The results in Table 2 clearly show the superiority of the proposed method for all datasets, not only in terms of AVG accuracy but also in terms of execution time per image. This is mainly due to the effectiveness of the image features extracted with the help of the pre-trained SqueezeNet CNN and the improvements that we have proposed for the architecture.

4. Discussion

The results achieved in this study indicate clearly the power of SqueezeNet CNNs in extracting highly descriptive features from images, despite its small size. The improvements that we have proposed for the architecture enhanced the results significantly compared to the typical techniques for utilizing a pre-trained CNN. For example, a pre-trained GoogLeNet has been proposed in [13], but the method of fine-tuning it did not produce good results [13]. The reasons for this are several: 1) GoogLeNet has more weights (more than seven million), which requires larger datasets for training, and 2) GoogLeNet requires that the images be of size 224 × 224, which means all images have to be resized from the original size of 640 × 480 to 224 × 244. This modifies the aspect ratio of the images and causes deterioration in the classification accuracy of the network. When it comes to the SquezeNet architecture used in this study, no resizing of images is needed.
Table 3 presents the AVG scores achieved by Model 3 for all object classes and all datasets where the CONV2D layer size is fixed to 256 and T p = 0.3 . In general, some objects are harder to recognize because of their low occurrence number in the datasets. For example, if we look at object 10 (class of people) in the Utrento1 dataset, we can see that it appears only once in the whole dataset. This explains the recognition rate of 50% achieved, because with only one example of this object, the network achieves a rate equal to random guessing. In the Utrento2 dataset, the same class of objects (the “people” object) appeared slightly more often (8 times) and was recognized 66% of the time only. Therefore, another reason for the low score for this object class is that it is a complex object with high variability, making it difficult to detect without a large number of training samples.

» Task brief:
According to the SqueezeNet discussion, how many times does the "people" object class appear in the Utrento2 dataset?

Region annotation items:
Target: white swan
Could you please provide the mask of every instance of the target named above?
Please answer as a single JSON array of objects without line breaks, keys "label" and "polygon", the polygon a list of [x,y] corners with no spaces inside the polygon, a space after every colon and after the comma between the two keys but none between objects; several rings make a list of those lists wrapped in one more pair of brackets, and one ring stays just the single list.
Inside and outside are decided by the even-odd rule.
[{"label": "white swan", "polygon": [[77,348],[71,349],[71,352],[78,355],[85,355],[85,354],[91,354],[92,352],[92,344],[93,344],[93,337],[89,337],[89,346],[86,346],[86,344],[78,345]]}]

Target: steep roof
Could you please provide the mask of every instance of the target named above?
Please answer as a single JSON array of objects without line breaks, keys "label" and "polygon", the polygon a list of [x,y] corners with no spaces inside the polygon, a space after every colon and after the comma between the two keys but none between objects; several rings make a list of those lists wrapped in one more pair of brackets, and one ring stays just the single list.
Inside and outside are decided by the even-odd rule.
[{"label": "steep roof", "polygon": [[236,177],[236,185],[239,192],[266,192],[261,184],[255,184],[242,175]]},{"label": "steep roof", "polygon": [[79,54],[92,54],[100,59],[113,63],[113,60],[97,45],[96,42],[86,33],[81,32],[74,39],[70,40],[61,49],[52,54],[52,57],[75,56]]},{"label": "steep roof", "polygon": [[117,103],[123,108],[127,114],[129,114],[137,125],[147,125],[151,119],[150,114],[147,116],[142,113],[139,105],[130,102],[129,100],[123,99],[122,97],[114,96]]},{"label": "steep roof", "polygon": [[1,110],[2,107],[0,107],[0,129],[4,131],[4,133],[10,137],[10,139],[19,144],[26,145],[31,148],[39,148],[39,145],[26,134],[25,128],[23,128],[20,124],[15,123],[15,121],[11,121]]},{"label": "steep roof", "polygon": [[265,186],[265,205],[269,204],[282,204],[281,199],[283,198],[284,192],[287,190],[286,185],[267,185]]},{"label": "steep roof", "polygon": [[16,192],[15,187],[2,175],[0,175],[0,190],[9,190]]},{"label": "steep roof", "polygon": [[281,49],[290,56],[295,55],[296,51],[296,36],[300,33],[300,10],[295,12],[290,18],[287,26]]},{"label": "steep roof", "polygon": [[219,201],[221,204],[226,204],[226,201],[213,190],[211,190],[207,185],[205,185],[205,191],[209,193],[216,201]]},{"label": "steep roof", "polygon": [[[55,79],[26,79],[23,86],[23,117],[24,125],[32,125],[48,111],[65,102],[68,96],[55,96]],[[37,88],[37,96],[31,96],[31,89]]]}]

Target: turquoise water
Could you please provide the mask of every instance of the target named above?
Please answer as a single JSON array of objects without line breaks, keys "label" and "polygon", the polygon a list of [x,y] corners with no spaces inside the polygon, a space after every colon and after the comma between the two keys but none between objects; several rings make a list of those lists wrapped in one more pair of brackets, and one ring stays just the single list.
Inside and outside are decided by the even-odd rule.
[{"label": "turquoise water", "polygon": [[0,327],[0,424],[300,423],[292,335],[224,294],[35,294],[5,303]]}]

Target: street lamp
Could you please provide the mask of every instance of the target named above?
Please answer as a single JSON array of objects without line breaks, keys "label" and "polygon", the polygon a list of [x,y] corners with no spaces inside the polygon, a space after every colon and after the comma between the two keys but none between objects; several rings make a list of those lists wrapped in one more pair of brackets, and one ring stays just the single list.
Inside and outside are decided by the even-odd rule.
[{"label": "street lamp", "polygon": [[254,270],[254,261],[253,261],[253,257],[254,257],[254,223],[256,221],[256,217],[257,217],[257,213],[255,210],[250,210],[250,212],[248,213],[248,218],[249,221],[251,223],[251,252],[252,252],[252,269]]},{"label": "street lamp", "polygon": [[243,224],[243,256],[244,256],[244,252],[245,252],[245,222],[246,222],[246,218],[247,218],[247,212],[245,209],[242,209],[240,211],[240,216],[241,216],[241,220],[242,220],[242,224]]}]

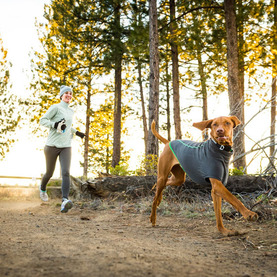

» Correct result:
It appears 8 times.